> **Given task**:
Reproduce word for word everything from the line containing "the butterfly in" down to the end of the items below.
[START Dataset entries]
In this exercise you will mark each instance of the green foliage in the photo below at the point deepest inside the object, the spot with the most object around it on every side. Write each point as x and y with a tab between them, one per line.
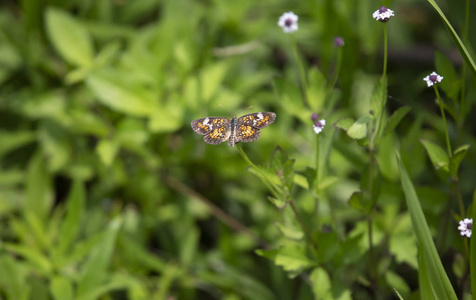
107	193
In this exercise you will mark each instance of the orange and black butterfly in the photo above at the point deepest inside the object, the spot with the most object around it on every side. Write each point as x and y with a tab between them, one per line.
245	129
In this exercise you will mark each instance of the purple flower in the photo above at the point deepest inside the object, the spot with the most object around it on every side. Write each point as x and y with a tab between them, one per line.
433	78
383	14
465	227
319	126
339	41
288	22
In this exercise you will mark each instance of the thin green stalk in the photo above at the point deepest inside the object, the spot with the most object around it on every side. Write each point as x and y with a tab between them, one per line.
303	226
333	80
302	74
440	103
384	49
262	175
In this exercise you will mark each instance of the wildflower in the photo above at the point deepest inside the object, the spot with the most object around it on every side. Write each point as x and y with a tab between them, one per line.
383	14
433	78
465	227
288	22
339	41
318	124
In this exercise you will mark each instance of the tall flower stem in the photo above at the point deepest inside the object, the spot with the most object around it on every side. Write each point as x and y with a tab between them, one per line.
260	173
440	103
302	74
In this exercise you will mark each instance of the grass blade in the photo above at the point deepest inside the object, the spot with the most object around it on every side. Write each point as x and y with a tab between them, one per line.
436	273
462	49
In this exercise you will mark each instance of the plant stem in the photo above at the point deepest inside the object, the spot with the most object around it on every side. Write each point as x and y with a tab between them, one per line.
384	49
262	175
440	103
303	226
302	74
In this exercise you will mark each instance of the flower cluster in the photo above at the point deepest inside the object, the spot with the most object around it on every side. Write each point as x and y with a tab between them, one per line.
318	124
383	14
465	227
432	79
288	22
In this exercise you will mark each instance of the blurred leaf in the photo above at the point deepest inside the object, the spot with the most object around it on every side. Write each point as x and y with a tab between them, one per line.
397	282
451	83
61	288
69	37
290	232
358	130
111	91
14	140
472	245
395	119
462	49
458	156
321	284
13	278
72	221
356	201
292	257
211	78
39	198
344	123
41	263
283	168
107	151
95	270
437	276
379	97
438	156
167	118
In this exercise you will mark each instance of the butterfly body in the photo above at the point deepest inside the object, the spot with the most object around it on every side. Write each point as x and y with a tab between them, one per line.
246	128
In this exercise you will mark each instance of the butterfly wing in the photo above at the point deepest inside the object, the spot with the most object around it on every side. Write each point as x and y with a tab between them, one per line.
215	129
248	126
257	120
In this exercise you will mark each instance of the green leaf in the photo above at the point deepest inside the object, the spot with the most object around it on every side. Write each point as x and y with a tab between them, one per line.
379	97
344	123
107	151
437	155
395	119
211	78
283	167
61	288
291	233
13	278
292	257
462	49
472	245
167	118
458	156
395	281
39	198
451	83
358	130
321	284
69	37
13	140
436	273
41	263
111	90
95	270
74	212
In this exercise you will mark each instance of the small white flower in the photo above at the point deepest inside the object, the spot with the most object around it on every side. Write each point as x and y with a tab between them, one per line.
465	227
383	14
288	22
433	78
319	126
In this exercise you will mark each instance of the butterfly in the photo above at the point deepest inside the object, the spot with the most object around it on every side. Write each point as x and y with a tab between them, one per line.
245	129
[END Dataset entries]
> **Written answer**:
In this exercise you will mark each instance of the butterfly in the photo above at the point deepest inside the object, the spot with the most object around it on every side. Write each point as x and y with a tab between them, one per line.
245	129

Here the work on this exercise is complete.